• _Prompt_
Extract from the listing each line in which the word "below" appears.

[Opening Extracted information section]

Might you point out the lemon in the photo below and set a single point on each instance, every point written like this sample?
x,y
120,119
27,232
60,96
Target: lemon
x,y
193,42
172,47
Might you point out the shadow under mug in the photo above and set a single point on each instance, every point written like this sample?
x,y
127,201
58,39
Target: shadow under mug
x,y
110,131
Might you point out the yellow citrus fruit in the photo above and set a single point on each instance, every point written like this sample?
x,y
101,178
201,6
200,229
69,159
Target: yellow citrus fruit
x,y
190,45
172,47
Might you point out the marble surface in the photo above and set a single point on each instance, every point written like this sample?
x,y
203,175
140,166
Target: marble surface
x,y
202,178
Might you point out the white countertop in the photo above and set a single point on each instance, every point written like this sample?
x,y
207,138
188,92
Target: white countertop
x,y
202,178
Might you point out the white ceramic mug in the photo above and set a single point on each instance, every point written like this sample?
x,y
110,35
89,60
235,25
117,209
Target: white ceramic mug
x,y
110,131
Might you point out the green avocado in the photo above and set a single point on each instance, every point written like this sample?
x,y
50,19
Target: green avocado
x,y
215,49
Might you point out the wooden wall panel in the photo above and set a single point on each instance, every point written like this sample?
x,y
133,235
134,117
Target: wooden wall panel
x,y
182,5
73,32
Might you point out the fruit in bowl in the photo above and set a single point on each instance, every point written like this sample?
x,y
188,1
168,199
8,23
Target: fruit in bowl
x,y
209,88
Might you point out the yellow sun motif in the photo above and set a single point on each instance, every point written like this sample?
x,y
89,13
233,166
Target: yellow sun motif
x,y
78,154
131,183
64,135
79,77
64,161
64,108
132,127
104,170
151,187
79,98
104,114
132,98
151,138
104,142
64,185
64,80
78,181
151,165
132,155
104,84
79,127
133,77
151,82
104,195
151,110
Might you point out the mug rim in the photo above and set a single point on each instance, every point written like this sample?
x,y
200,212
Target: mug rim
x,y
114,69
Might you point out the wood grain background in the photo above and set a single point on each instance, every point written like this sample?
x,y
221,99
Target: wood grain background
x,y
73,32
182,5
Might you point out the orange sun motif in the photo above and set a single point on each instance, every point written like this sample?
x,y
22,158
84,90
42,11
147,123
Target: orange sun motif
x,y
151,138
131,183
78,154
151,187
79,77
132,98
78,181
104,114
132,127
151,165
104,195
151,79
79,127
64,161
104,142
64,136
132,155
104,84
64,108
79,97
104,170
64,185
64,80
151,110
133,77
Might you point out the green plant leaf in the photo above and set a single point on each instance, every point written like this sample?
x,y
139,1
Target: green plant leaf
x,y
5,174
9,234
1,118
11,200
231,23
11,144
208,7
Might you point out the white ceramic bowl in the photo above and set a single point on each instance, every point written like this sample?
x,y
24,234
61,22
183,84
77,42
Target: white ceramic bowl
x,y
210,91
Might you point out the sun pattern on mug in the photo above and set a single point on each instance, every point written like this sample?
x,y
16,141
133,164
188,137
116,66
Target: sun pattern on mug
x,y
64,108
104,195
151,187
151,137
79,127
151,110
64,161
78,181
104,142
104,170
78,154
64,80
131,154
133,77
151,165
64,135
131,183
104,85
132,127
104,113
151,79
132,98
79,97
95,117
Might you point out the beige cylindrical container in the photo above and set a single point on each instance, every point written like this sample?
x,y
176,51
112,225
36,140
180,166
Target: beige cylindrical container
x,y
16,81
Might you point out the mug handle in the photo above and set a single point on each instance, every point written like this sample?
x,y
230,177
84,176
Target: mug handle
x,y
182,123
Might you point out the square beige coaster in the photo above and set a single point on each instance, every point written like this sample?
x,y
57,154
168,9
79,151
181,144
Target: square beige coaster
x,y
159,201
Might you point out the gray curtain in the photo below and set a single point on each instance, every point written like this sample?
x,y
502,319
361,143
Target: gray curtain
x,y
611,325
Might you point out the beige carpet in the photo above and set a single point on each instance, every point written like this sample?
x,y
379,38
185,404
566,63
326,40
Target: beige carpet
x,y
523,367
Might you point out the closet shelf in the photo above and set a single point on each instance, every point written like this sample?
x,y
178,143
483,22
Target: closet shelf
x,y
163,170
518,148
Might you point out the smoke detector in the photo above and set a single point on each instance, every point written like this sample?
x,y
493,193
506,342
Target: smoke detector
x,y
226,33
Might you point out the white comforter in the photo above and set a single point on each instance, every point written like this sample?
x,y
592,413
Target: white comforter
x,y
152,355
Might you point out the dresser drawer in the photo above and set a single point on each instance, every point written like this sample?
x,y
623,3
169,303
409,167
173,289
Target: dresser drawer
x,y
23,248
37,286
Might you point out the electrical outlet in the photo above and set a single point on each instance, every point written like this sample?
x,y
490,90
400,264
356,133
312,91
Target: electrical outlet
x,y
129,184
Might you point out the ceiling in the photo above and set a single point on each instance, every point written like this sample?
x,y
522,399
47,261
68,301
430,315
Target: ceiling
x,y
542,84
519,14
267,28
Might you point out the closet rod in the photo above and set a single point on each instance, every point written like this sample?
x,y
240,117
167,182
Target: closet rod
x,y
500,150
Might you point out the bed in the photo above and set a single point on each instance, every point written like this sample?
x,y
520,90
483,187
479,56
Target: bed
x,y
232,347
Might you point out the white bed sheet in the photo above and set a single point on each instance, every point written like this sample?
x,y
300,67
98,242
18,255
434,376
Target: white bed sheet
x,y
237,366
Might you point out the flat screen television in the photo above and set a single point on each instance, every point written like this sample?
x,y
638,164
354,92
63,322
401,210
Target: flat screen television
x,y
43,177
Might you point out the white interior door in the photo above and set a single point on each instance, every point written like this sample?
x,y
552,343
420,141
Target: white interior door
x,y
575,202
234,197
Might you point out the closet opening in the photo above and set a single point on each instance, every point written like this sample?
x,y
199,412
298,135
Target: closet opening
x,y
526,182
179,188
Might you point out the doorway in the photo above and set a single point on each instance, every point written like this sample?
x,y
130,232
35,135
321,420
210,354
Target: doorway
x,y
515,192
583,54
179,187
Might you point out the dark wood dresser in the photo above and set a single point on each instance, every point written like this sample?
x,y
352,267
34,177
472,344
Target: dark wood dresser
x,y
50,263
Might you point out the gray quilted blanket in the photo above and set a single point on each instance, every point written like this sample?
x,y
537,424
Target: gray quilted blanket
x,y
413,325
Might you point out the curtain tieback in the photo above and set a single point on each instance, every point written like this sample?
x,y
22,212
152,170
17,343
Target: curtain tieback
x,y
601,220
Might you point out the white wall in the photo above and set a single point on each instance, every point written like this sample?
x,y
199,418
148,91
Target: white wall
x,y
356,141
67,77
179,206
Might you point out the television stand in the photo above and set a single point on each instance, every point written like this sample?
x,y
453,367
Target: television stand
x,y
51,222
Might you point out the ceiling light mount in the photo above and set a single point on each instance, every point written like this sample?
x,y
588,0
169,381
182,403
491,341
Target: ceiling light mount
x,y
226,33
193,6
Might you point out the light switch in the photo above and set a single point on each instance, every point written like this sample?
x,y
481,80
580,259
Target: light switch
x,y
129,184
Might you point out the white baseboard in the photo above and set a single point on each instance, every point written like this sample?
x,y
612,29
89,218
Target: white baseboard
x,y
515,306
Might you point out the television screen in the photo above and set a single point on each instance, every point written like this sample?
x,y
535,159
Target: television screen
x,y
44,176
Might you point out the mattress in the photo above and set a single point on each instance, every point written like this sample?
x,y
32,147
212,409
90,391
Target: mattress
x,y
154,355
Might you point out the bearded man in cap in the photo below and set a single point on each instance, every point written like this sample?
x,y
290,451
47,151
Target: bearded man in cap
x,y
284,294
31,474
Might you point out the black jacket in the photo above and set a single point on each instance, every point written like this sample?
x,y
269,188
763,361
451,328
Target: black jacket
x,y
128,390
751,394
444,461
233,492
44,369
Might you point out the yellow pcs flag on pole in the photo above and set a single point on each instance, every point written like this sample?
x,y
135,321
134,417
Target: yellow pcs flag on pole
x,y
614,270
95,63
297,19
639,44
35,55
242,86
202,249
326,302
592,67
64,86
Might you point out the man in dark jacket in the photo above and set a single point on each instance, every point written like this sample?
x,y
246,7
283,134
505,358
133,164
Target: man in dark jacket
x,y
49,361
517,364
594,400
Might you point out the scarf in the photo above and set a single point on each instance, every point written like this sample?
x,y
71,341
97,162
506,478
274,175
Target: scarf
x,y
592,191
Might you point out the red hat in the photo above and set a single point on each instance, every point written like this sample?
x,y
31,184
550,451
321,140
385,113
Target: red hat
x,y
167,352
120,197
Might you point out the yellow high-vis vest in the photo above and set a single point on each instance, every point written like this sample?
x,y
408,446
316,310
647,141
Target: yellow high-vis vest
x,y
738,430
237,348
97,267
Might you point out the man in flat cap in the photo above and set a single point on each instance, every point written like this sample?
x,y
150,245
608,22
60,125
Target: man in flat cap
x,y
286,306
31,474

[Closing Extracted information section]

• _Answer to this problem_
Might you point out the lemon in the photo below and set a single point on each instance, every point written like this sample?
Might you point out the gray curtain in the photo below and set a single point on each instance, every point written like this sample?
Might you point out the bearded man in cap in the photo below and set a single point on each instance, every point written like this sample?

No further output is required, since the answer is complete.